§ **What to work on**:
Lay out every line of the material below as a numbered list, skipping any blank lines. Leave the pictures out of your list.

§ **Entries provided**:
**********

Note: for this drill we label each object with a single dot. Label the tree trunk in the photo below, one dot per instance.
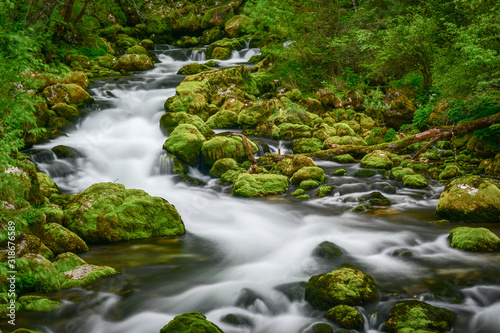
(397, 146)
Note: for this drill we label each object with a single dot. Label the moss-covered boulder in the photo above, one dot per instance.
(290, 165)
(345, 316)
(400, 172)
(133, 62)
(307, 145)
(66, 93)
(474, 239)
(308, 173)
(170, 120)
(377, 159)
(416, 315)
(470, 199)
(226, 147)
(259, 185)
(38, 303)
(415, 181)
(345, 286)
(194, 68)
(191, 322)
(185, 143)
(222, 166)
(74, 272)
(59, 240)
(107, 212)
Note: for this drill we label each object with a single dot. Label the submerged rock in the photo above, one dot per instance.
(259, 185)
(343, 286)
(474, 239)
(411, 315)
(107, 212)
(191, 322)
(470, 199)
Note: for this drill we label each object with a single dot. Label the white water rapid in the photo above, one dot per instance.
(248, 257)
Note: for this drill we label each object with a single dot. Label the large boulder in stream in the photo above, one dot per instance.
(474, 239)
(470, 199)
(417, 316)
(107, 212)
(345, 286)
(185, 143)
(259, 185)
(191, 322)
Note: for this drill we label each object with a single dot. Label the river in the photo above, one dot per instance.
(247, 257)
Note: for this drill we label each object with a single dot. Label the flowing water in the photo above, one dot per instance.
(247, 257)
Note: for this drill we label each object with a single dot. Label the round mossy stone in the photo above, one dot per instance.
(191, 322)
(418, 315)
(343, 286)
(474, 239)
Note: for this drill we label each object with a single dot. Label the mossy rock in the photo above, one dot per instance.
(307, 145)
(288, 166)
(418, 315)
(345, 286)
(474, 239)
(38, 303)
(259, 185)
(133, 62)
(323, 191)
(377, 159)
(169, 121)
(450, 171)
(346, 158)
(107, 212)
(399, 172)
(340, 172)
(67, 93)
(470, 199)
(222, 166)
(191, 322)
(185, 143)
(327, 250)
(415, 181)
(226, 147)
(345, 316)
(223, 119)
(59, 240)
(230, 176)
(308, 173)
(309, 184)
(194, 68)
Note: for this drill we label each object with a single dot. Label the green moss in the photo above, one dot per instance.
(470, 199)
(191, 322)
(415, 181)
(107, 212)
(343, 286)
(377, 159)
(399, 172)
(38, 303)
(259, 185)
(308, 173)
(309, 184)
(185, 143)
(339, 172)
(418, 315)
(323, 191)
(474, 239)
(307, 145)
(59, 240)
(346, 317)
(225, 147)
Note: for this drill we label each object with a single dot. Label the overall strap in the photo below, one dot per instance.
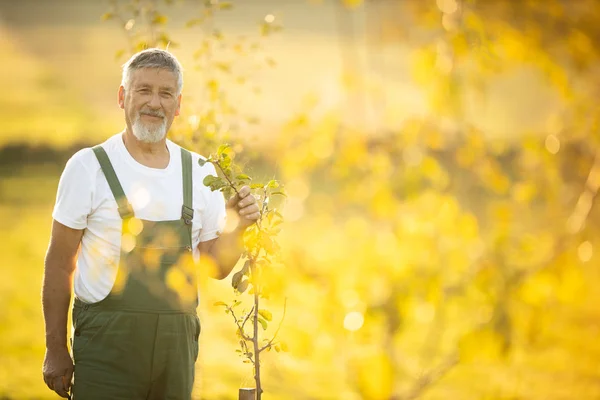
(125, 209)
(187, 210)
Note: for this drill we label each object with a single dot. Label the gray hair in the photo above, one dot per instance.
(152, 58)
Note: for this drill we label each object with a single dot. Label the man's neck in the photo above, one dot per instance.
(152, 155)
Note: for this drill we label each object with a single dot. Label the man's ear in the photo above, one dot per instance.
(178, 105)
(121, 97)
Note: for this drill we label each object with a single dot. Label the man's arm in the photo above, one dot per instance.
(227, 248)
(56, 296)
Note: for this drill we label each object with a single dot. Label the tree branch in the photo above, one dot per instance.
(278, 328)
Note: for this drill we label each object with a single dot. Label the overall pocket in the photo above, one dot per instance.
(88, 326)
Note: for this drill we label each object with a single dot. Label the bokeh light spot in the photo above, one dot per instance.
(353, 321)
(585, 251)
(552, 144)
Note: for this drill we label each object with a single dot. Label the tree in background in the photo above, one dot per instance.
(438, 260)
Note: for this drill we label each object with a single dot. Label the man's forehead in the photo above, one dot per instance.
(160, 76)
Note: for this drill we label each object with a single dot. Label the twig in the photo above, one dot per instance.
(247, 317)
(431, 377)
(278, 328)
(240, 327)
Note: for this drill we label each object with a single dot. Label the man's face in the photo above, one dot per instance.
(151, 103)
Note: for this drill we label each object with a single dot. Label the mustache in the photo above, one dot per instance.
(152, 113)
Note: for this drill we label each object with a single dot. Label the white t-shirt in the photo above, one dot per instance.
(85, 201)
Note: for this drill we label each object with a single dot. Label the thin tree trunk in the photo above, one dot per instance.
(247, 394)
(256, 347)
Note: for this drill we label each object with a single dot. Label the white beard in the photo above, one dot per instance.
(148, 134)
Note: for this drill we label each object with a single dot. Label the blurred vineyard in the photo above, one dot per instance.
(446, 253)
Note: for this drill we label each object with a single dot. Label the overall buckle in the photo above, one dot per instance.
(187, 214)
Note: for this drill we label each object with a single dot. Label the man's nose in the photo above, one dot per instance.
(154, 102)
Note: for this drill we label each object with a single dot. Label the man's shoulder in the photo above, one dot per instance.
(86, 157)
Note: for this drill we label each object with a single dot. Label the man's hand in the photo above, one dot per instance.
(58, 371)
(246, 206)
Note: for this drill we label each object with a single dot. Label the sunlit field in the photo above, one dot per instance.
(441, 166)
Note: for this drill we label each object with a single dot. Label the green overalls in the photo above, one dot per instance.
(141, 341)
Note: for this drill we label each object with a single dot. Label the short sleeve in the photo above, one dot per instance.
(74, 195)
(214, 216)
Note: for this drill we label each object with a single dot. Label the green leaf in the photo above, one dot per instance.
(209, 179)
(236, 279)
(246, 267)
(266, 314)
(263, 323)
(222, 148)
(242, 286)
(227, 192)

**********

§ **Exercise solution**:
1. Note: for this drill we label each object with a single dot. Label the tree trunk in the photo below, one dot per instance.
2. (397, 146)
3. Note: for this drill we label each object with a single dot. Label the moss-covered boulder in the photo above, one dot per instance.
4. (290, 165)
5. (345, 316)
6. (400, 172)
7. (133, 62)
8. (307, 145)
9. (66, 93)
10. (474, 239)
11. (308, 173)
12. (170, 120)
13. (377, 159)
14. (416, 315)
15. (470, 199)
16. (226, 147)
17. (259, 185)
18. (38, 303)
19. (415, 181)
20. (345, 286)
21. (194, 68)
22. (191, 322)
23. (185, 143)
24. (222, 166)
25. (74, 272)
26. (59, 240)
27. (107, 212)
28. Note: for this drill we label each object with a single dot. Label the submerged rock in the photo above, one dot per instance.
29. (259, 185)
30. (343, 286)
31. (474, 239)
32. (411, 315)
33. (107, 212)
34. (191, 322)
35. (470, 199)
36. Note: for this drill we label each object with a single dot. Label the white water rapid in the photo above, one dot per instance.
37. (248, 257)
38. Note: for this drill we label each object with a single dot. Label the large boulder in stream in the photo above, one dot per instance.
39. (474, 239)
40. (470, 199)
41. (417, 316)
42. (107, 212)
43. (345, 286)
44. (185, 143)
45. (259, 185)
46. (191, 322)
47. Note: for this drill we label each object with a single dot. Label the river in the photo above, one dot per instance.
48. (247, 257)
49. Note: for this drill we label each object with a single dot. Label the flowing water in the photo above, one dot per instance.
50. (247, 257)
51. Note: for this drill we label each object with a single dot. Label the round mossy stone in the photo above, one dot per instance.
52. (191, 322)
53. (418, 315)
54. (343, 286)
55. (474, 239)
56. Note: for this drill we label each object with a single dot. Label the mossy rock in the photo above, one dot per instance.
57. (307, 145)
58. (288, 166)
59. (418, 315)
60. (345, 286)
61. (474, 239)
62. (38, 303)
63. (259, 185)
64. (133, 62)
65. (323, 191)
66. (377, 159)
67. (169, 121)
68. (450, 171)
69. (346, 158)
70. (107, 212)
71. (399, 172)
72. (340, 172)
73. (67, 93)
74. (470, 199)
75. (222, 166)
76. (191, 322)
77. (185, 143)
78. (327, 250)
79. (415, 181)
80. (226, 147)
81. (345, 316)
82. (223, 119)
83. (59, 240)
84. (230, 176)
85. (308, 173)
86. (309, 184)
87. (194, 68)
88. Note: for this drill we label each object with a single dot. Label the green moss in the photo above, one dot per instance.
89. (470, 199)
90. (191, 322)
91. (415, 181)
92. (107, 212)
93. (343, 286)
94. (377, 159)
95. (399, 172)
96. (38, 303)
97. (259, 185)
98. (308, 173)
99. (309, 184)
100. (185, 143)
101. (339, 172)
102. (418, 315)
103. (323, 191)
104. (474, 239)
105. (307, 145)
106. (59, 240)
107. (346, 317)
108. (225, 147)
109. Note: for this drill we label each object with a single dot. Label the overall strap in the photo below, one dot per instance.
110. (125, 209)
111. (187, 210)
112. Note: for this drill we label each object with a single dot. Label the gray hair in the photo above, one dot per instance.
113. (152, 58)
114. Note: for this drill we label each object with a single dot. Label the man's neck in the photo above, one dot per instance.
115. (152, 155)
116. Note: for this drill we label each object with a single dot. Label the man's ear in the photo above, one dot per instance.
117. (178, 105)
118. (121, 97)
119. Note: for this drill we label each object with a single dot. Label the man's arm in the photo above, one dot per instance.
120. (227, 248)
121. (56, 296)
122. Note: for this drill we label each object with a single dot. Label the tree branch in the photo above, one dot per instance.
123. (278, 328)
124. Note: for this drill we label each object with a single dot. Label the overall pocket in the photo above, one dot per instance.
125. (88, 326)
126. Note: for this drill we label each object with a single dot. Label the bokeh light spot in the photo above, one dot per instance.
127. (353, 321)
128. (585, 251)
129. (552, 144)
130. Note: for this drill we label each object with a single dot. Label the tree in background in the photo above, one dot per instance.
131. (438, 260)
132. Note: for this drill we label each object with a single dot. Label the man's forehead in the photo above, one dot per instance.
133. (160, 76)
134. Note: for this drill we label each object with a single dot. Label the twig in the photo above, one dot per instance.
135. (247, 317)
136. (431, 377)
137. (278, 328)
138. (240, 327)
139. Note: for this drill we label each object with a single dot. Label the man's face in the photo above, one dot per instance.
140. (151, 103)
141. Note: for this drill we label each object with a single dot. Label the mustache in the photo above, one dot per instance.
142. (152, 113)
143. Note: for this drill we label each object with a single dot. Label the white t-shirt in the photo above, one dot per instance.
144. (85, 201)
145. Note: for this drill we label each object with a single dot. Label the thin tree trunk in the photo above, one dot per instance.
146. (247, 394)
147. (256, 347)
148. Note: for this drill we label each object with a single dot. Label the white beard in the photo above, one dot per instance.
149. (148, 134)
150. Note: for this drill we label each object with a single dot. Label the blurred vineyard in the photo above, one dot per instance.
151. (446, 253)
152. Note: for this drill we label each object with a single dot. Label the overall buckle in the photo above, one dot per instance.
153. (187, 214)
154. Note: for this drill we label each object with a single dot. Label the man's nose in the photo above, one dot per instance.
155. (154, 102)
156. Note: for this drill we label each object with a single dot. Label the man's shoulder in the photo above, one dot per instance.
157. (86, 157)
158. Note: for this drill we label each object with a single dot. Label the man's hand in the photo above, one dot per instance.
159. (58, 371)
160. (246, 206)
161. Note: for this drill we label each object with a single dot. Label the sunlit field in the photo above, one dot per instance.
162. (441, 166)
163. Note: for this drill we label each object with a single dot. Label the green overalls in the photo above, one dot per instance.
164. (141, 341)
165. Note: for this drill we label each object with a single dot. Label the short sleeve in the photo above, one dot per instance.
166. (74, 195)
167. (214, 216)
168. Note: for this drill we label each object with a single dot. Label the green leaf in the photo above, one dot per instance.
169. (209, 179)
170. (236, 279)
171. (246, 267)
172. (266, 314)
173. (263, 323)
174. (222, 148)
175. (242, 286)
176. (227, 192)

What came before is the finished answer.